Reproduce the line that contains "of the railway" and every line after it through the end of the records, exactly, with nothing added.

Supplied records

○ ○ ○

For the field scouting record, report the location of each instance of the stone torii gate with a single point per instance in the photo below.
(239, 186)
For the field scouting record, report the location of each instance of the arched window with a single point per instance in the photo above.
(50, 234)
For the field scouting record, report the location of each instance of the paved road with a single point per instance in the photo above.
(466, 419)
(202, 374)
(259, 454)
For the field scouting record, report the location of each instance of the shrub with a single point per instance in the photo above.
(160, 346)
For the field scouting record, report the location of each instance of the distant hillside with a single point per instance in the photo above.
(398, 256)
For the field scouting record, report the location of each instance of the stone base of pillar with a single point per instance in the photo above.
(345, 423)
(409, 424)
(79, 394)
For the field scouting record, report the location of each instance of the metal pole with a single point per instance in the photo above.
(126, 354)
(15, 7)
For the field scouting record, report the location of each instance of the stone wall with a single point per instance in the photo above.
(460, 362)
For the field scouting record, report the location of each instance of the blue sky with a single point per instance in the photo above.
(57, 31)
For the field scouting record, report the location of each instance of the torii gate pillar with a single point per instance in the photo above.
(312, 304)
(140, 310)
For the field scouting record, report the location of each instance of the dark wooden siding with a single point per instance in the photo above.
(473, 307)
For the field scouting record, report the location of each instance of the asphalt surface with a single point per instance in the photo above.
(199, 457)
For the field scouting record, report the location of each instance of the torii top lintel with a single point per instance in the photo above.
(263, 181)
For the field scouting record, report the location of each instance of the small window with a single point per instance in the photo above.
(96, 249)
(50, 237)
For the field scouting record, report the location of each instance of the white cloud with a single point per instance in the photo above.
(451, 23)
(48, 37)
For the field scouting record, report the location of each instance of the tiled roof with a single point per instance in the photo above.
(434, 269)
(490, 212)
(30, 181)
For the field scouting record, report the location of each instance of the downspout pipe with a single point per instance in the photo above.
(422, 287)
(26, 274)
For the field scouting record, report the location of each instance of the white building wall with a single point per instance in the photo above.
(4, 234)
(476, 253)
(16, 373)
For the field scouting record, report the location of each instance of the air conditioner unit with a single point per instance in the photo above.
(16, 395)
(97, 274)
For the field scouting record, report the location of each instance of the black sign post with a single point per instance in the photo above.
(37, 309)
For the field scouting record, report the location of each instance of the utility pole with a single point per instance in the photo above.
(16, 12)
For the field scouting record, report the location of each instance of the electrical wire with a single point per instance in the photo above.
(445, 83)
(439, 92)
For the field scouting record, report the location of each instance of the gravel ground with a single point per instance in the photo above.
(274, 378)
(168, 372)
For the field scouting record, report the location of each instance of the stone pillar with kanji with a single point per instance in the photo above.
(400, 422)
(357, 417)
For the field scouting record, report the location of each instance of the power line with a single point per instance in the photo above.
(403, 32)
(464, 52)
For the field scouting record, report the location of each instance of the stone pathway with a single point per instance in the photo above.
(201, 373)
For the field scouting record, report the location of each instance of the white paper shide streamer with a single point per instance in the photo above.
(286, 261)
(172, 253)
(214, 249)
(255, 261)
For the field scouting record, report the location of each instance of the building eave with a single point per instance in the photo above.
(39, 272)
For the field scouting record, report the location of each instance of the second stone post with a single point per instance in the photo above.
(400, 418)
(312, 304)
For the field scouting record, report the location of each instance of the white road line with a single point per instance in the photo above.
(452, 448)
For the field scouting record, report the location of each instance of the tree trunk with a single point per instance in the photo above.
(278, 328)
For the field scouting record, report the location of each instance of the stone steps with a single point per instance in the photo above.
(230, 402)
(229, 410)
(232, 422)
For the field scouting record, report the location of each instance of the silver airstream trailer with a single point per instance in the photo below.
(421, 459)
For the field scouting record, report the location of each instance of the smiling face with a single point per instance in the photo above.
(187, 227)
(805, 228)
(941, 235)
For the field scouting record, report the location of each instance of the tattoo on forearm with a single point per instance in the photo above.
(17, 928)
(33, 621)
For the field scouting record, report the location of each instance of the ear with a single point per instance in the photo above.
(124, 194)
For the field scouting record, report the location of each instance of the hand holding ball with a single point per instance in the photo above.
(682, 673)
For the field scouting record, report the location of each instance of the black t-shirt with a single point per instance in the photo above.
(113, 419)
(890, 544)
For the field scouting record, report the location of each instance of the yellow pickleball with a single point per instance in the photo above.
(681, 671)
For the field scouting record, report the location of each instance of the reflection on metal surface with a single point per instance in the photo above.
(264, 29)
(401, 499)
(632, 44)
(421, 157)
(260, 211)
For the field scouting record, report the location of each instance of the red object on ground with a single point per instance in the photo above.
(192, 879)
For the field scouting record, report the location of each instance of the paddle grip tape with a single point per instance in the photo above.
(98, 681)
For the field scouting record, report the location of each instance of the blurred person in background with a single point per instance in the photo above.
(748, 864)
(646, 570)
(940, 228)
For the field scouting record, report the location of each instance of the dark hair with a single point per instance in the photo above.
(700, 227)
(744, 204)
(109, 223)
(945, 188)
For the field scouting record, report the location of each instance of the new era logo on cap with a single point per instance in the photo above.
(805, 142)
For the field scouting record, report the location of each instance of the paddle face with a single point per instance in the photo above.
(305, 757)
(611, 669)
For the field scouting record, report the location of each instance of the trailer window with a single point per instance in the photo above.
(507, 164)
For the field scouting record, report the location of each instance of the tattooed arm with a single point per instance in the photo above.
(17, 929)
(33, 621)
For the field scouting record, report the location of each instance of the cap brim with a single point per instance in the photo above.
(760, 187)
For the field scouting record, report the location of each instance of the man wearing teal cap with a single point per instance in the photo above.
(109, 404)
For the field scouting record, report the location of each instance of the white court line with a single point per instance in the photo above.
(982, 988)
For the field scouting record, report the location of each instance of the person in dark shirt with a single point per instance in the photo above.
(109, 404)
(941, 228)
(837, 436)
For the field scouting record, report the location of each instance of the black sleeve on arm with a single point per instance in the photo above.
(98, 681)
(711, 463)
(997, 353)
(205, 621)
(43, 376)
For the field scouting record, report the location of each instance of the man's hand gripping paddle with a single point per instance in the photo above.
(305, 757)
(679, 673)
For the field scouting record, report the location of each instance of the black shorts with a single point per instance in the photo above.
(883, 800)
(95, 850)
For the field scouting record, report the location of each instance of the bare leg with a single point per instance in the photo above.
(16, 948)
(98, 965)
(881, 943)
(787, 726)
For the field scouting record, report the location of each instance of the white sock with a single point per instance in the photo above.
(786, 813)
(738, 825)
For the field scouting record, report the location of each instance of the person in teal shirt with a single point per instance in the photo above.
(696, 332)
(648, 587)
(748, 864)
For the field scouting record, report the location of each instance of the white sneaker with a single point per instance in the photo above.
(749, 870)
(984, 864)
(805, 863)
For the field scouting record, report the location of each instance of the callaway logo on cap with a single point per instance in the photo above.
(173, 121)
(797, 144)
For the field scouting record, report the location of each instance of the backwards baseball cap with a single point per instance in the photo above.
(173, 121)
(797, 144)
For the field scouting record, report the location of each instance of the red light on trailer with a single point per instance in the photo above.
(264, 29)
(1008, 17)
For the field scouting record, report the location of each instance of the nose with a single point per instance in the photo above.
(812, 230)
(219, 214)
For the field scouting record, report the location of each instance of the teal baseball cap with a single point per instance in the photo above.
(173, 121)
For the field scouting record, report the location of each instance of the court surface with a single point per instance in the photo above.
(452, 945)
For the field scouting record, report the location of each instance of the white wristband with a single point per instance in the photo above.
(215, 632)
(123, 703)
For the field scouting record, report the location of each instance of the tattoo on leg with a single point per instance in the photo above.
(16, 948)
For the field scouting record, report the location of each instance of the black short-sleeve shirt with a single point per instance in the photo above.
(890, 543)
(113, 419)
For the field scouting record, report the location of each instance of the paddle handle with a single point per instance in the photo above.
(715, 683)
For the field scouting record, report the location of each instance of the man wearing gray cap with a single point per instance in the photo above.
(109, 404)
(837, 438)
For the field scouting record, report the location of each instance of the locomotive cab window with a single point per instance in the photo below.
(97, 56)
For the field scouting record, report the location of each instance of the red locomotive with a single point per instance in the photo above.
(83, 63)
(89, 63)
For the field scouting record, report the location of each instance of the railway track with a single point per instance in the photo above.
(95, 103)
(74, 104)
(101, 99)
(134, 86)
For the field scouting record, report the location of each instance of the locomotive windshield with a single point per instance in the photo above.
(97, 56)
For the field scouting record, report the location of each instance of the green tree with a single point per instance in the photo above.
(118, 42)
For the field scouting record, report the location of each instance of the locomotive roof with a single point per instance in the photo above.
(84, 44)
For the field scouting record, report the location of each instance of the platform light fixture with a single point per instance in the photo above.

○ ○ ○

Exercise answer
For the field scouting record, report the location of each instance of the railway track with a single point per instance in the photo above.
(95, 103)
(74, 104)
(101, 99)
(134, 86)
For the field scouting record, report the location of each instance of the locomotive windshield with a single point per instance in the photo above.
(97, 56)
For the field scouting record, report the location of each instance of the green tree with a single point per instance in the photo above.
(118, 42)
For the field scouting record, report the location of each instance of the locomotive roof with a single point per instance in the photo above.
(84, 44)
For the field scouting record, report the location of each instance of the platform light fixture with a single point per instance in the photo above.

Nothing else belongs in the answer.